### SOURCE PASSAGE
---------------

Weird Georgia: A Dowser at Ocmulgee Mounds
The Council House Mound being excavated in the 1930s by Dr. A.K. Kelly.
Dr. Arthur Randolph Kelly, born in Texas in 1900, became one of America’s most respected archaeologists. After receiving a PhD In anthropology from Harvard in 1929 he was hired by the Smithsonian Institute to excavate the Ocmulgee site in Macon, where he dug with up to 1,000 Works Progress Administration laborers. Kelly started the Department of Anthropology at the University of Georgia in 1947, and was its chairman and a professor.
A series of conversations between Dr. Kelly and Woody and Mark Williams were taped and the transcripts published as Ramblings with Kelly, edited by Mark Williams and published as LAMAR Institute Publication 7 by the LAMAR Institute in 1990.
During World War II Kelly, superintendent at Ocmulgee National Monument, was manning the museum alone one Sunday afternoon. Bored, he read the newspaper, his feet up on a desk. There had been no visitors.
Suddenly, “you know, you’re sitting there and you have a sort of eerie feeling that someone’s looking at you,” Kelly said.
Looking up, he found a “mousey looking man…very hesitant manner,” standing there. This individual had just “slipped in and didn’t say a thing.”
Kelly invited the man to speak. “And he wanted to ask me a question, and he was evidently having a little difficulty about it. And finally he sort of blurted out. He asked me if I believed in dowsing?”

---------------

According to the passage about the Ocmulgee dowser, in what year did Kelly start the Department of Anthropology at the University of Georgia?

---------------

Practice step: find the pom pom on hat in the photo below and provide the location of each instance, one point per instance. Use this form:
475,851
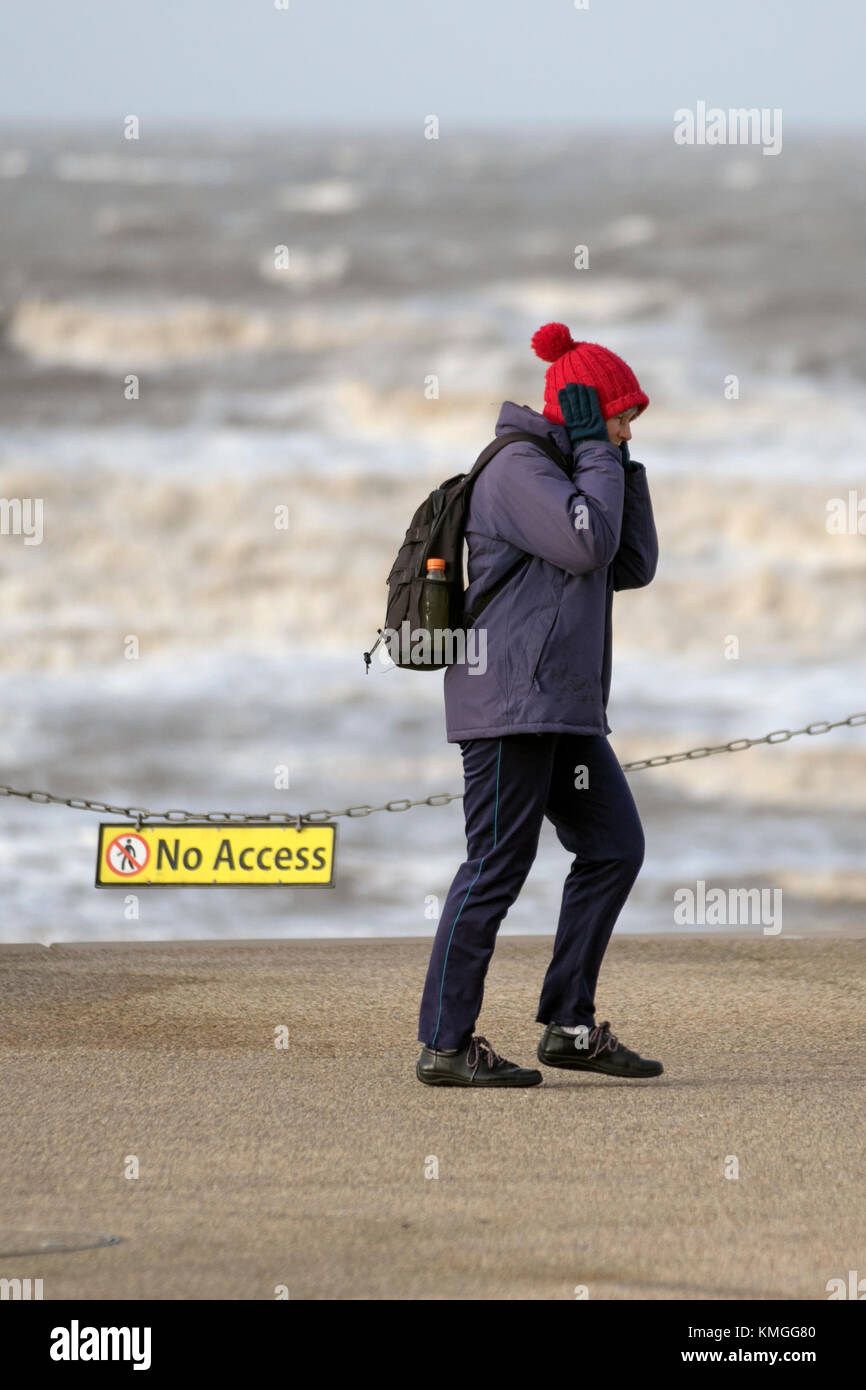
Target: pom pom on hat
552,341
613,380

---------------

### RESULT FOR THIS TASK
1947